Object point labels
----

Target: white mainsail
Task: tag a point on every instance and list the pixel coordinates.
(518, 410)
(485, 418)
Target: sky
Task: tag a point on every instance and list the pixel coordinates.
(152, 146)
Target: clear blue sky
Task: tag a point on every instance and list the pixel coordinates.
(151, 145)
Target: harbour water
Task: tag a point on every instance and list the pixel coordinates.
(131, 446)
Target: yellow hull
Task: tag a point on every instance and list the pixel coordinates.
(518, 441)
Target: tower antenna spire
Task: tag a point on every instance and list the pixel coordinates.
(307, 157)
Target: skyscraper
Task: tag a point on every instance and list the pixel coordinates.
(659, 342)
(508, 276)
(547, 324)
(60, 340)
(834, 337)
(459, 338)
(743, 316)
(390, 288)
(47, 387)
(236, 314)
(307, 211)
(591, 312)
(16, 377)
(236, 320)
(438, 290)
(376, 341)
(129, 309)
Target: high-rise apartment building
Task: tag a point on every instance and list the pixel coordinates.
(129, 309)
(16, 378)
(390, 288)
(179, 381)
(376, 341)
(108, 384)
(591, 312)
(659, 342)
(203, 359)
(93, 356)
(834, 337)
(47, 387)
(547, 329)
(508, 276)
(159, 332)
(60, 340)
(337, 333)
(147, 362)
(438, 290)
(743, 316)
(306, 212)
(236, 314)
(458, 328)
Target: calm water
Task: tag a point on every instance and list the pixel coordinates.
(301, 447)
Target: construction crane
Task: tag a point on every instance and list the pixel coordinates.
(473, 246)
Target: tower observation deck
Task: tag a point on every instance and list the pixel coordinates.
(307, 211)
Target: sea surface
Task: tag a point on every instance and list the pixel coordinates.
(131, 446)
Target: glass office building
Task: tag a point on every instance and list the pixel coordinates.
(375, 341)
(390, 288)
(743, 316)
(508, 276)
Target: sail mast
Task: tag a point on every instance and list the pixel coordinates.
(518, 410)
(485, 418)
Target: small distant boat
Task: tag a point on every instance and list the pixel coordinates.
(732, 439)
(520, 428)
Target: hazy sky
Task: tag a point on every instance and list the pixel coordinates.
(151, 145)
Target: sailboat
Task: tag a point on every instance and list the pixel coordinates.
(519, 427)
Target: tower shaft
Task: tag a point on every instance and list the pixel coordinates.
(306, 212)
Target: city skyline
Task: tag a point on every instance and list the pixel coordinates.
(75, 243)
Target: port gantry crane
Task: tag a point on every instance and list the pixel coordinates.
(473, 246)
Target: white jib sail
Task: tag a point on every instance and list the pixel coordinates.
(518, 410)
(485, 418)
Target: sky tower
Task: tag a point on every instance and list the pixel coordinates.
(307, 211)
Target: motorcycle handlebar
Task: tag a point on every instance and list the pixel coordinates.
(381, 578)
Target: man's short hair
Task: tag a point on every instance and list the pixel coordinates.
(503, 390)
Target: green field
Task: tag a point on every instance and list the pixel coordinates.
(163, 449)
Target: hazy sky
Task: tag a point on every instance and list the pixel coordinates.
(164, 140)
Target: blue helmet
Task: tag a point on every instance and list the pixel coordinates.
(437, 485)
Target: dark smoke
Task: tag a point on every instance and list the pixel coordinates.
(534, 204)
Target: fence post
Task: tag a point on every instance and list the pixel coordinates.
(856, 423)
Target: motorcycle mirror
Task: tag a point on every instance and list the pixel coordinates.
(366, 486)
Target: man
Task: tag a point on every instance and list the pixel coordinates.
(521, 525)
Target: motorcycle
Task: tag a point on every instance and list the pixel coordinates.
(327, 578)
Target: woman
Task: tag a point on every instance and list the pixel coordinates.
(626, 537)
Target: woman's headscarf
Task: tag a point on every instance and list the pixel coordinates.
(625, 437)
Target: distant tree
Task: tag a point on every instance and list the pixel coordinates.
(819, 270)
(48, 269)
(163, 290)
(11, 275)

----

Directions
Copy out each record from above, exactly.

Completed exercise
Target: white mainsail
Task: tag a point on every instance and list the pixel coordinates.
(518, 410)
(485, 418)
Target: sky
Task: tag a point on every instance and list the pixel coordinates.
(152, 146)
Target: clear blue sky
Task: tag a point on every instance and list the pixel coordinates.
(151, 145)
Target: harbour water
Task: tag a point on every instance and list the pixel coordinates.
(131, 446)
Target: yellow hull
Task: tag a point on every instance and list the pixel coordinates.
(518, 441)
Target: tower antenna spire
Task: tag a point on every instance and list the pixel coordinates.
(307, 157)
Target: skyscraper
Task: tag a point on every instance and list the pixel coordinates.
(659, 342)
(508, 276)
(547, 324)
(60, 340)
(834, 337)
(459, 338)
(743, 316)
(390, 288)
(47, 387)
(236, 314)
(307, 211)
(591, 312)
(16, 377)
(236, 320)
(438, 290)
(376, 341)
(129, 309)
Target: high-rise apartment building
Task: tag a point on every instance and list the pixel coordinates.
(129, 309)
(16, 378)
(390, 288)
(179, 381)
(376, 341)
(108, 384)
(591, 312)
(659, 342)
(203, 359)
(93, 356)
(834, 337)
(47, 387)
(547, 329)
(508, 276)
(159, 332)
(60, 340)
(337, 333)
(147, 362)
(438, 290)
(743, 316)
(306, 212)
(236, 314)
(458, 328)
Target: calm water
Task: tag a point on every instance and list the pixel coordinates.
(301, 447)
Target: construction crane
Task: tag a point on every instance and list the pixel coordinates.
(473, 246)
Target: tower observation deck
Task: tag a point on every instance and list the pixel coordinates.
(307, 211)
Target: sea surface
Task: tag a point on every instance and list the pixel coordinates.
(131, 446)
Target: glass office building
Task: tag a point on every instance and list the pixel coordinates.
(375, 341)
(390, 288)
(743, 316)
(508, 276)
Target: sail mast
Task: tag a point on every instance and list the pixel coordinates.
(518, 410)
(485, 418)
Target: small distant boat
Task: tag a point on every instance and list the pixel coordinates.
(732, 439)
(520, 428)
Target: hazy sky
Task: tag a point on every instance and list the pixel coordinates.
(151, 145)
Target: sailboat
Task: tag a point on every instance and list the pixel coordinates.
(519, 427)
Target: tower shaft
Task: tag a point on every instance and list the pixel coordinates.
(306, 212)
Target: city skyline
Task: tag a point on every instance and list the pixel coordinates.
(75, 243)
Target: port gantry crane
Task: tag a point on every instance and list the pixel coordinates.
(473, 246)
Target: white jib sail
Task: tag a point on every instance and list the pixel coordinates.
(518, 410)
(485, 418)
Target: sky tower
Task: tag a point on every instance and list the pixel coordinates.
(307, 211)
Target: motorcycle handlebar
Task: tag a point on every instance and list the pixel coordinates.
(381, 578)
Target: man's short hair
Task: tag a point on every instance and list the pixel coordinates.
(503, 390)
Target: green field
Task: tag a point on every instance and list the pixel coordinates.
(163, 449)
Target: hazy sky
Task: tag a point on every instance and list the pixel coordinates.
(164, 140)
Target: blue helmet
Task: tag a point on every instance and list the pixel coordinates.
(437, 485)
Target: dark smoke
Task: tag a point on every instance and list the pixel coordinates.
(534, 204)
Target: fence post
Task: tag a point on every instance and list the pixel coordinates.
(856, 423)
Target: motorcycle mirror
Task: tag a point on every instance and list the pixel coordinates.
(366, 486)
Target: man
Task: tag a point on every instance and list the pixel coordinates.
(521, 525)
Target: motorcycle
Task: tag a point on every instance and list the pixel coordinates.
(327, 578)
Target: woman
Task: tag a point on every instance and list the pixel coordinates.
(626, 537)
Target: woman's headscarf
Task: tag a point on every instance and list the pixel coordinates.
(625, 437)
Target: distant tree
Task: tag a point on every instance and list the pixel coordinates.
(819, 270)
(48, 269)
(163, 290)
(11, 275)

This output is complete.